▶ [Problems and tasks]
[1] According to the text on the children's hospital revenue integrity department, in what year were revenue integrity departments created at each of the SSM St. Louis hospitals?
[2] Continue the text on the children's hospital revenue integrity department from the point where it stops.

Children’s hospital revenue integrity department finds innovative ways to tackle education, communication, and audits

When it comes to revenue integrity, new challenges arise daily, but SSM Health Cardinal Glennon Children’s Hospital in St. Louis has a revenue integrity department that’s been meeting them head on.

Revenue integrity departments were created at each of the SSM St. Louis hospitals in 1996 after a series of audits revealed the hospitals had missed revenue. SSM Health Cardinal Glennon is part of SSM Health, which has hospitals in Missouri, Illinois, Wisconsin, and Oklahoma.

“With decreasing payments from Medicaid and Medicare, we need to catch every dime earned,” says Margie Ackermann, RN, revenue integrity/clinical revenue specialist at SSM Health Cardinal Glennon Children’s Hospital.  

Prior to her current role, Ackermann handled patient billing complaints and auditing for third-party payers at an adult sister hospital where she noticed missing charges. She worked with a team auditing multiple hospital departments for missed revenue opportunities. Then she moved to SSM Health Cardinal Glennon and helped develop the revenue integrity department there.

▶ [Data to examine]

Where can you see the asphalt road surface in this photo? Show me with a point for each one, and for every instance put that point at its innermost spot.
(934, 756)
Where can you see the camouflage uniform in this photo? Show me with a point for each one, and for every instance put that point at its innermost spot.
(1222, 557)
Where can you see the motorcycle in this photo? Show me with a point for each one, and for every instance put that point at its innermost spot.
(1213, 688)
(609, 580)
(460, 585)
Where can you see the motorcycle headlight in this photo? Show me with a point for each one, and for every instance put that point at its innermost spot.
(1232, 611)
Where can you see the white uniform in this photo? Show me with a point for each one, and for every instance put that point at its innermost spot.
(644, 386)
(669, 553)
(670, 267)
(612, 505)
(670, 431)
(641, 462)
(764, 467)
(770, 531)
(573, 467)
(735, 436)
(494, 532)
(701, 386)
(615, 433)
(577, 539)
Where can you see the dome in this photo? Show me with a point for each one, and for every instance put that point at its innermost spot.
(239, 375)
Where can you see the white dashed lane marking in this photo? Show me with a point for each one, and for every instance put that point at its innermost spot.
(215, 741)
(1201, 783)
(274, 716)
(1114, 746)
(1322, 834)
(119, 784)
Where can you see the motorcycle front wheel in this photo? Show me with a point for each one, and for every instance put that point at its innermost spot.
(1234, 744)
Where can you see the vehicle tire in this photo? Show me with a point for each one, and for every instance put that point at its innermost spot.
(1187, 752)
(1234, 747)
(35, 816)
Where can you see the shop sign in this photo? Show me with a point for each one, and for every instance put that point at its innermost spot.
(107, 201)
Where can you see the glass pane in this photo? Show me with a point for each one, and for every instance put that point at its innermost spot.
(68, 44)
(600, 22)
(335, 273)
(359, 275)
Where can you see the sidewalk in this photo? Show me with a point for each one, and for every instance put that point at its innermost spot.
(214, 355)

▶ [Answer list]
[1] 1996

[2]
The initial challenge was figuring out what direction the department would go in as it built the team from the ground up. “I learned about revenue integrity from a relative who started a revenue integrity department at her hospital. She provided audit guidance and suggested where to look for opportunities,” Ackermann says. 

There is currently a clinical reimbursement specialist and a reimbursement specialist located at each of the SSM Health St Louis facilities. There are two claim review specialists, centrally located, who review claims for errors prior to sending them to the insurance company.

The greatest challenges Ackermann faces regularly are communicating internally and externally, ensuring everyone is educated in the rules and regulations for Medicaid and Medicare, and monitoring results through audits.

When communicating across departments, Ackermann is mindful of word choice. Words often have different meanings for different people. For example, shortening “statistical charge” to “stat charge” in the medical record created confusion among physicians, who thought the chart was in need of immediate attention, Ackermann says.

Word choice isn’t the only communication challenge; because members of the revenue integrity department work at different locations, it can be difficult to stay in touch, Ackermann says. To facilitate communication across locations, the department uses instant messaging or calls and meets in person monthly to compare notes at an audit team meeting.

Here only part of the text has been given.